- **Stated task**: Copy word for word the part of the listing that opens with the line containing "of the small" and runs through the last line of the listing, both ends included.

· · · ·

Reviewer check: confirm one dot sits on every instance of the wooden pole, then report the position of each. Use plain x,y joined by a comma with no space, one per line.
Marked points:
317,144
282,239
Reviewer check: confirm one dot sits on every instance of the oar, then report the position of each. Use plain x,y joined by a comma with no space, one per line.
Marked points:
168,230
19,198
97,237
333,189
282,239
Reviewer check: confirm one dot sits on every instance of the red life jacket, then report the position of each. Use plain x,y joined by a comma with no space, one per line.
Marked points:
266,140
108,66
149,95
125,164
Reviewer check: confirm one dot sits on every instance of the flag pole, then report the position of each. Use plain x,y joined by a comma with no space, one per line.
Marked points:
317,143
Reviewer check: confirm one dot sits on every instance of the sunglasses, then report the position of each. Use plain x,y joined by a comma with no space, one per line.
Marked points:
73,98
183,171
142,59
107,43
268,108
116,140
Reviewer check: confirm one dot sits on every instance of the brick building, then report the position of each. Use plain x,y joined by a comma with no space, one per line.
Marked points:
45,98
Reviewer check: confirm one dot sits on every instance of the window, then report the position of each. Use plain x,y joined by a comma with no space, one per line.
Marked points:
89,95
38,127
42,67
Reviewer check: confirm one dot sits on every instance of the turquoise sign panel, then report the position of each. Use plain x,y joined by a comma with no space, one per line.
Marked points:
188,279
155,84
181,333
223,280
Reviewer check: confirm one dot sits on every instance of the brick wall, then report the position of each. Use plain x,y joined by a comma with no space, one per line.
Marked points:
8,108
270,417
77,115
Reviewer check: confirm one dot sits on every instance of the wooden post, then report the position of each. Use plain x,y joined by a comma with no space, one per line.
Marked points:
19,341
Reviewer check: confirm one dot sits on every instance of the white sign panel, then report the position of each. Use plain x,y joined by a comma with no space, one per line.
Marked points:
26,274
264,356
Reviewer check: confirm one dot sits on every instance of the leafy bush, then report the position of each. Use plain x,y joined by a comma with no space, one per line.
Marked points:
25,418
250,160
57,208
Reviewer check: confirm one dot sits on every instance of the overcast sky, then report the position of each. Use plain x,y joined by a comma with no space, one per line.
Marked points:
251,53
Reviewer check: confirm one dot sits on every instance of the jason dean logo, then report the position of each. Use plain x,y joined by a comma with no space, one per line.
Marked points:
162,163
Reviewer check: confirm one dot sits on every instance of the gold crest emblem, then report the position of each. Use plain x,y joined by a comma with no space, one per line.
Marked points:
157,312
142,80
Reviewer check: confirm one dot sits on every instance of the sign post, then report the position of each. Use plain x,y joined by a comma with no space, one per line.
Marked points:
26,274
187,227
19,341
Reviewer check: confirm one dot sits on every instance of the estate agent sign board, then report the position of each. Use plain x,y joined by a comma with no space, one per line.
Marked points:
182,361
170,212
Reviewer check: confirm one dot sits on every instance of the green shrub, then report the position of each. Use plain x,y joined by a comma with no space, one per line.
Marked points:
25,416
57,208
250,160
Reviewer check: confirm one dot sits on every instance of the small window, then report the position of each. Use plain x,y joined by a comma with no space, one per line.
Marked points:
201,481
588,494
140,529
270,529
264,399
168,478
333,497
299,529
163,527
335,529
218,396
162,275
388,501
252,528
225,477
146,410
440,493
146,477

· · · ·

- **Response to the exercise**:
Reviewer check: confirm one dot sits on every instance of the small window, then report the position of each. Use plain x,y joined by a comma with no space, one per line.
Marked points:
201,481
588,494
140,529
270,529
264,399
168,478
333,497
299,529
163,527
335,529
218,396
162,275
388,501
252,528
225,477
146,410
440,493
146,477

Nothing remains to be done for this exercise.